● Tasks for this exercise
a) In the rows, begin at the start and stop after the line that has "154L167 176L140 184ZM126". Rewrite those lines with "rough mask" changed to "coarse mask" throughout, leave everything else unchanged, and omit the pictures.
b) Write the next part of the code review discussion about config file comments, picking up after its final line.

───── Reading text

Done. Combined it to:

      if let Some(Value::String(comment)) = object.get("comment") {
          /* loop here */
      }

Hope that's alright, personally I find that more legible than the match 
or `as_str().ok_or_else()`, although it is quite compact.

>> +            Some(Value::String(v)) => v,
>> +            _ => bail!("only strings can be comments"),
>> +        };
>> +
>> +        for lines in comment.lines() {
>> +            writeln!(output, "#{}", lines)?;
>> +        }
>> +    }
>> +
>>       for (key, value) in object.iter() {
> 
> Given that we type-check the comment above _and_ the data matching the
> schema is a precondition for calling this function, I'd just put an
> 
>      if key == "comment" { continue }
> 
> here rather than the conditional check limited to the `Value::String` case below.
> 

Coming back to rustfmt, it seems to want to format this as a multi-line 
if. So either, we ignore that and make it a single line if anyway, let 
rustfmt have its way, or we could do:

      match value {
              _ if key == "comment" => continue,
              Value::Null => continue,           // delete this entry
              /*..*/
      }

I'll switch it to whatever option is deemed nicer.

>> -- snip --
>> >> +
>> +#[test]
>> +fn test_with_comment() {
>> +    use proxmox_schema::ApiType;
>> +
>> +    // let's just reuse some schema we actually have available:
>> +    use crate::config::node::NodeConfig;
>> +
>> +    const NODE_INPUT: &str = "\
>> +        #this should\n\
>> +        #be included\n\
>> +        acme: account=pebble\n\
>> +        # this should not\n\
> 
> ^ I find it curous that your 'comment' section doesn't have leading
> spaces, while the "real comment" does ;-)
> 
> Should we think about trimming off up to 1 space when parsing the lines
> and prefix them with `"# "` when printing them out?
> Though I suppose it doesn't matter much as since we drop "real" comments
> on a RMW-cycle these files don't really need to bother much with being
> all that eye-pleasing I guess...

──────────
───── Input records

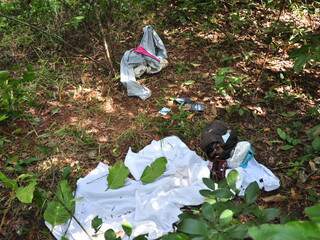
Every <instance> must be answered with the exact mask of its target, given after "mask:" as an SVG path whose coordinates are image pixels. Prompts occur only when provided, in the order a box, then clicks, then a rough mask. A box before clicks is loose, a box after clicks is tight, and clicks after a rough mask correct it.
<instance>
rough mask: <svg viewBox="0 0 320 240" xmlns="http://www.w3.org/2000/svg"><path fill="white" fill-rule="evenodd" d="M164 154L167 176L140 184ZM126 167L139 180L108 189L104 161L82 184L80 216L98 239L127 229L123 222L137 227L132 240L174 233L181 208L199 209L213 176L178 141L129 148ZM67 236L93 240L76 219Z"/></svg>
mask: <svg viewBox="0 0 320 240" xmlns="http://www.w3.org/2000/svg"><path fill="white" fill-rule="evenodd" d="M162 156H164V157H166V158H167V160H168V163H167V168H166V171H165V173H164V174H163V175H162V176H161V177H160V178H159V179H158V180H156V181H155V182H153V183H150V184H146V185H143V184H142V183H141V181H140V180H139V179H140V177H141V175H142V173H143V170H144V169H145V167H146V166H147V165H150V164H151V163H152V162H153V161H154V160H155V159H157V158H158V157H162ZM125 165H126V166H127V167H128V168H129V170H130V173H131V174H132V175H133V176H134V178H135V179H136V180H130V179H128V181H127V182H126V184H125V186H124V187H122V188H119V189H116V190H111V189H109V190H107V191H105V190H106V189H107V180H106V175H107V174H108V166H107V165H105V164H103V163H99V165H98V166H97V167H96V168H95V169H94V170H93V171H91V172H90V173H89V174H88V175H87V176H86V177H84V178H81V179H79V180H78V182H77V191H76V198H77V199H78V200H77V202H76V209H75V217H76V218H77V219H78V220H79V221H80V222H81V224H82V225H83V226H84V228H85V229H86V231H87V232H88V233H89V234H90V235H91V236H92V237H91V238H92V239H94V240H96V239H97V240H98V239H99V240H104V235H103V234H104V232H105V231H106V230H107V229H109V228H112V229H114V230H115V232H119V231H122V228H121V224H122V223H124V222H129V223H131V224H132V225H133V234H132V236H133V237H134V236H138V235H141V234H145V233H148V234H149V239H156V238H158V237H160V236H162V235H164V234H165V233H168V232H171V231H173V226H172V224H173V223H175V222H176V221H178V215H179V214H180V213H181V210H180V208H181V207H183V206H185V205H199V204H201V203H203V201H204V198H203V197H202V196H201V195H200V194H199V190H201V189H204V188H206V187H205V185H204V184H203V182H202V178H204V177H206V178H207V177H209V175H210V172H209V169H208V166H207V165H208V162H206V161H204V160H203V159H202V158H201V157H200V156H198V155H197V154H196V153H195V152H194V151H191V150H190V149H189V148H188V147H187V146H186V145H185V144H184V143H183V142H182V141H181V140H180V139H179V138H178V137H175V136H171V137H167V138H164V139H162V140H160V141H152V142H151V144H150V145H148V146H146V147H145V148H144V149H142V150H141V151H140V152H138V153H134V152H132V151H131V149H129V151H128V154H127V156H126V159H125ZM95 216H99V217H100V218H102V220H103V225H102V227H101V229H100V230H99V232H98V233H97V234H96V235H94V230H93V229H92V228H91V221H92V219H93V218H94V217H95ZM46 224H47V226H48V227H49V229H51V226H50V225H49V224H48V223H46ZM67 225H68V224H64V225H59V226H56V227H55V228H54V229H53V234H54V236H55V237H56V238H57V239H60V238H61V237H62V236H63V233H64V232H65V229H66V227H67ZM67 237H68V239H70V240H87V239H89V238H88V236H87V235H86V234H85V233H84V231H83V230H82V229H81V228H80V226H79V225H78V224H77V223H76V222H75V221H74V220H71V224H70V227H69V229H68V233H67ZM123 239H128V238H127V237H124V238H123Z"/></svg>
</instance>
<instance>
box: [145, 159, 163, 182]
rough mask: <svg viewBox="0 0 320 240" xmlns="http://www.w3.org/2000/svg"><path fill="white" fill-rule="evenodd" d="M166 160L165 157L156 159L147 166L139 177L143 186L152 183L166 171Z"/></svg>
mask: <svg viewBox="0 0 320 240" xmlns="http://www.w3.org/2000/svg"><path fill="white" fill-rule="evenodd" d="M167 162H168V161H167V159H166V158H165V157H160V158H157V159H156V160H155V161H154V162H153V163H151V165H150V166H147V167H146V168H145V169H144V171H143V173H142V176H141V181H142V182H143V183H144V184H147V183H151V182H154V181H155V180H156V179H157V178H158V177H160V176H161V175H162V174H163V173H164V171H165V170H166V165H167Z"/></svg>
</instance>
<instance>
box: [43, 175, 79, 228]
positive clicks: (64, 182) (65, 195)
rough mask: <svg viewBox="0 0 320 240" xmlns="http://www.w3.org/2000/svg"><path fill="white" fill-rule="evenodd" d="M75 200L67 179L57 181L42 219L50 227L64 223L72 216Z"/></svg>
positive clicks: (73, 209)
mask: <svg viewBox="0 0 320 240" xmlns="http://www.w3.org/2000/svg"><path fill="white" fill-rule="evenodd" d="M74 208H75V200H74V197H73V194H72V190H71V187H70V186H69V184H68V181H67V180H62V181H60V182H59V184H58V187H57V190H56V193H55V197H54V199H53V200H52V201H49V202H48V204H47V207H46V210H45V212H44V215H43V216H44V219H45V220H46V221H47V222H48V223H50V224H51V225H52V227H54V226H56V225H59V224H63V223H66V222H67V221H68V220H69V219H70V218H71V217H73V213H74Z"/></svg>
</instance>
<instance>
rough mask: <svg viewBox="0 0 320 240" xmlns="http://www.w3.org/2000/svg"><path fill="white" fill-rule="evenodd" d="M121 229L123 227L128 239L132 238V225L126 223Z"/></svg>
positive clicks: (124, 224) (122, 225)
mask: <svg viewBox="0 0 320 240" xmlns="http://www.w3.org/2000/svg"><path fill="white" fill-rule="evenodd" d="M121 227H122V229H123V231H124V232H125V233H126V235H127V236H128V237H130V236H131V234H132V225H131V224H130V223H128V222H125V223H123V224H122V225H121Z"/></svg>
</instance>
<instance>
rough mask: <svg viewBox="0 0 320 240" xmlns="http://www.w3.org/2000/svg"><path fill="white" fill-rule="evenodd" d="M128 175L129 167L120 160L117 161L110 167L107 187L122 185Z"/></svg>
mask: <svg viewBox="0 0 320 240" xmlns="http://www.w3.org/2000/svg"><path fill="white" fill-rule="evenodd" d="M128 175H129V169H128V168H127V167H126V166H125V165H124V164H123V163H122V162H117V163H116V164H115V165H114V166H112V167H111V168H110V171H109V175H108V177H107V181H108V187H109V188H111V189H117V188H121V187H123V186H124V183H125V181H126V179H127V177H128Z"/></svg>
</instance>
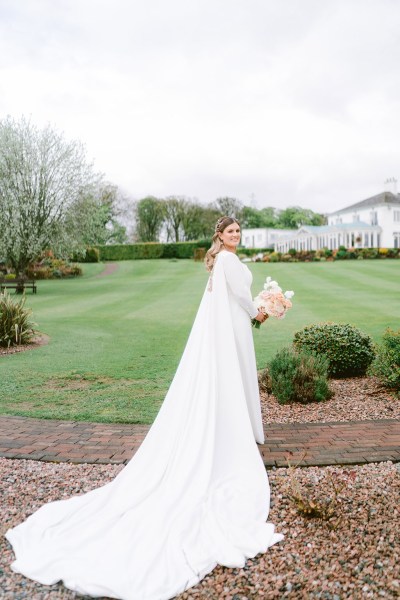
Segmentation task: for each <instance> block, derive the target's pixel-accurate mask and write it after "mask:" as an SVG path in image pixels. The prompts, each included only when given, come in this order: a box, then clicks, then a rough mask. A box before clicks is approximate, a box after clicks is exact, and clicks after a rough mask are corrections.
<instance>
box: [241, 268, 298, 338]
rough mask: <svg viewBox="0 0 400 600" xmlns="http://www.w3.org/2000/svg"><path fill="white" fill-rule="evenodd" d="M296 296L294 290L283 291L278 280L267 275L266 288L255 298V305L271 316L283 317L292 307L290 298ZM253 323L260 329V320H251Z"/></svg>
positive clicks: (255, 326) (254, 326) (291, 304)
mask: <svg viewBox="0 0 400 600" xmlns="http://www.w3.org/2000/svg"><path fill="white" fill-rule="evenodd" d="M293 296H294V292H292V291H288V292H282V288H280V287H279V285H278V282H277V281H273V280H272V277H267V279H266V280H265V283H264V289H263V290H262V291H261V292H260V293H259V294H258V296H256V297H255V298H254V306H255V307H256V308H258V310H261V311H262V312H265V313H266V314H267V315H268V316H270V317H276V318H277V319H283V318H284V317H285V315H286V312H287V311H288V310H289V308H292V303H291V301H290V298H292V297H293ZM251 324H252V325H253V326H254V327H255V328H256V329H259V328H260V326H261V323H260V321H257V320H256V319H252V320H251Z"/></svg>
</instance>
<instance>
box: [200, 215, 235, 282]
mask: <svg viewBox="0 0 400 600" xmlns="http://www.w3.org/2000/svg"><path fill="white" fill-rule="evenodd" d="M232 223H237V224H238V225H239V227H240V223H239V221H238V220H237V219H234V218H233V217H221V218H220V219H218V221H217V222H216V224H215V231H214V235H213V236H212V244H211V248H210V249H209V250H207V253H206V257H205V259H204V262H205V263H206V269H207V271H212V268H213V266H214V262H215V258H216V256H217V254H218V252H221V250H223V248H224V244H223V242H222V241H221V239H220V237H219V234H220V233H222V232H223V231H224V229H225V228H226V227H228V225H232Z"/></svg>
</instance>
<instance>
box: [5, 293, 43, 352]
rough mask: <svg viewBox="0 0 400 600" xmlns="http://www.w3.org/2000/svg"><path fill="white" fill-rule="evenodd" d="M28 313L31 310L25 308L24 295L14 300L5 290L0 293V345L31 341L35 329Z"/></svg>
mask: <svg viewBox="0 0 400 600" xmlns="http://www.w3.org/2000/svg"><path fill="white" fill-rule="evenodd" d="M30 314H31V310H30V309H28V308H25V296H24V297H22V298H21V299H20V300H18V301H15V300H12V299H11V297H10V295H9V294H8V293H7V290H5V291H4V293H3V294H0V346H2V347H4V348H8V347H9V346H17V345H19V344H28V343H29V342H31V341H32V337H33V335H34V333H35V331H34V329H33V325H34V324H33V323H32V322H31V321H30V319H29V317H30Z"/></svg>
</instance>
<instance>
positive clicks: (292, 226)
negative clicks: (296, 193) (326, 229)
mask: <svg viewBox="0 0 400 600" xmlns="http://www.w3.org/2000/svg"><path fill="white" fill-rule="evenodd" d="M324 219H325V218H324V216H323V215H320V214H317V213H314V212H313V211H312V210H311V209H309V208H301V207H300V206H289V207H288V208H285V210H282V211H281V212H280V213H279V215H278V224H277V227H282V228H284V229H297V228H298V227H300V226H301V225H323V224H324Z"/></svg>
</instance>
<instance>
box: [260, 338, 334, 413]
mask: <svg viewBox="0 0 400 600" xmlns="http://www.w3.org/2000/svg"><path fill="white" fill-rule="evenodd" d="M268 376H269V381H268V383H267V385H269V386H270V388H271V391H272V393H273V394H274V396H275V397H276V398H277V400H278V402H279V404H288V403H292V402H300V403H301V404H309V403H310V402H322V401H324V400H327V399H328V398H330V397H331V396H332V392H331V390H330V388H329V384H328V360H327V359H326V358H325V357H324V356H316V355H314V354H310V353H309V352H306V351H304V350H296V349H295V348H293V347H291V346H289V347H286V348H282V350H279V351H278V352H277V353H276V355H275V356H274V358H273V359H272V360H271V361H270V362H269V363H268Z"/></svg>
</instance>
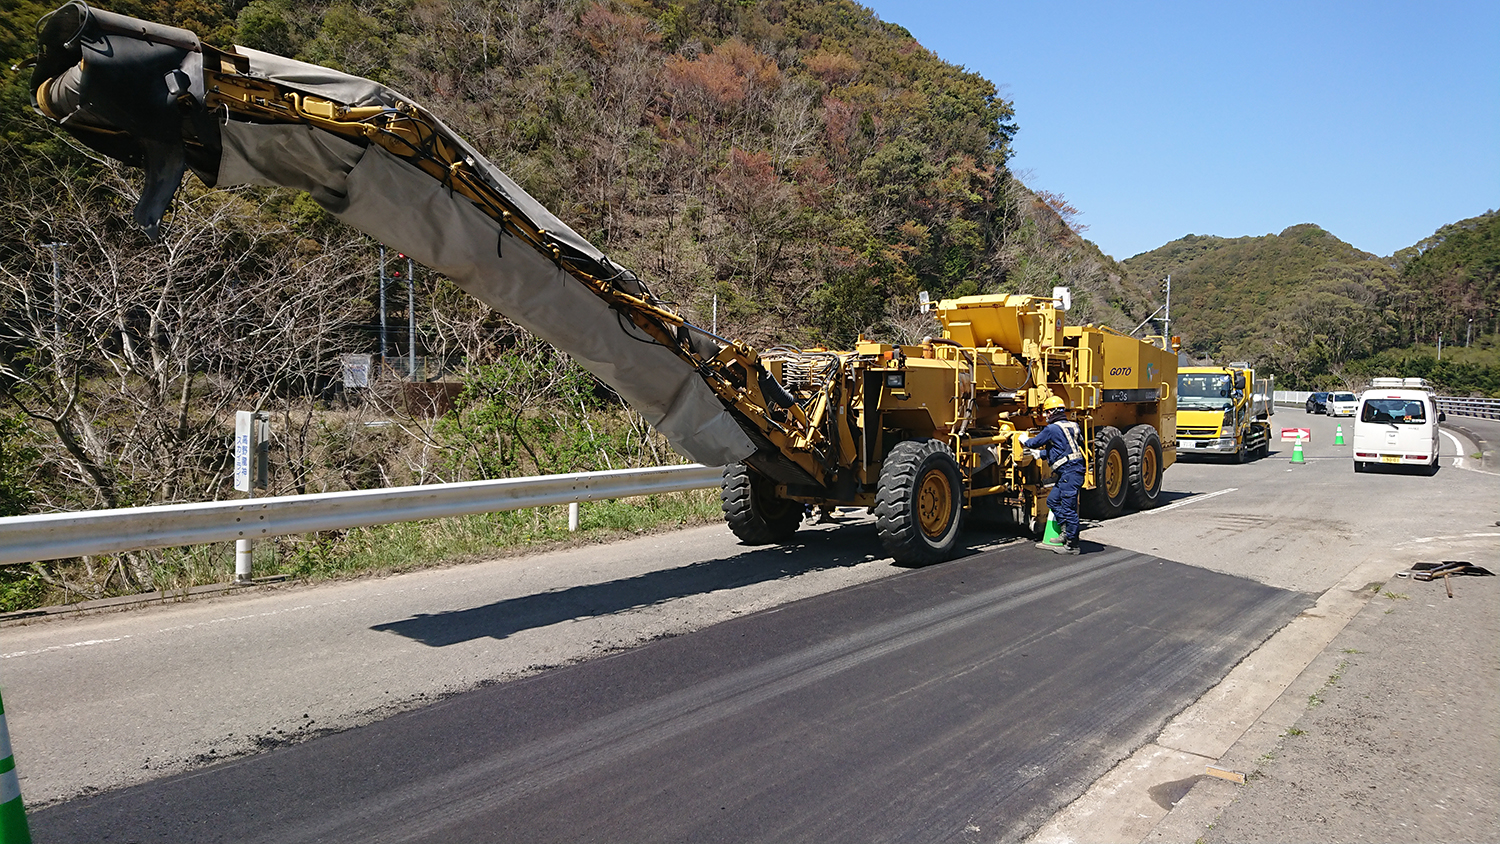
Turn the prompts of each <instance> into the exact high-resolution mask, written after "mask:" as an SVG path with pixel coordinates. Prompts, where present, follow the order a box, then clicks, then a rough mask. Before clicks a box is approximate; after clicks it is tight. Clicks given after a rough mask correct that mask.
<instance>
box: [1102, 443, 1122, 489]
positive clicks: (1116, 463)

──────────

● Solved tasks
a)
Every <instance> must be answered with the exact mask of its target, given after "mask:" as an SVG path whose coordinates are image pixels. Prompts occur only when provided, in the order a box, then clicks, then a coarse mask. A box before clicks is loose, a box after clicks is tight, and clicks after a coarse mask correct it.
<instance>
coarse mask: <svg viewBox="0 0 320 240" xmlns="http://www.w3.org/2000/svg"><path fill="white" fill-rule="evenodd" d="M164 154L167 176L140 184ZM126 167L139 180L108 189L104 161L82 184L80 216L98 239L127 229L123 222L137 227L132 240L174 233L181 208L199 209L213 176L178 141L129 148ZM67 236L93 240L76 219Z"/></svg>

b)
Note that in cases where indentation matters for Markdown rendering, 
such as lists, it is not trivial to distinguish between a space that is 
necessary for proper indentation and a space that a user wants for 
"cosmetic" reasons. It is currently valid Markdown to indent nested 
lists with only one space, i.e. the following note:

#- one
# - two

will render two as a nested list.

Further, AFAICT, that is how PVE handles these comments (just a 
preceding '#' no extra space etc.) [1,2]. I think there is some value in 
keeping this behavior consistent between products. My "real comment" has 
an extra space, because I find the lack of a space to be somewhat 
"claustrophobic" :-)

If someone where to add an extra space manually, that should still be 
parse-able. Extra spaces would be present, but not visible in the 
rendered HTML (due to how Markdown/HTML deal with extra spaces, with the 
exception of the cases mentioned above). From my testing that is 
consistent with PVE's behavior.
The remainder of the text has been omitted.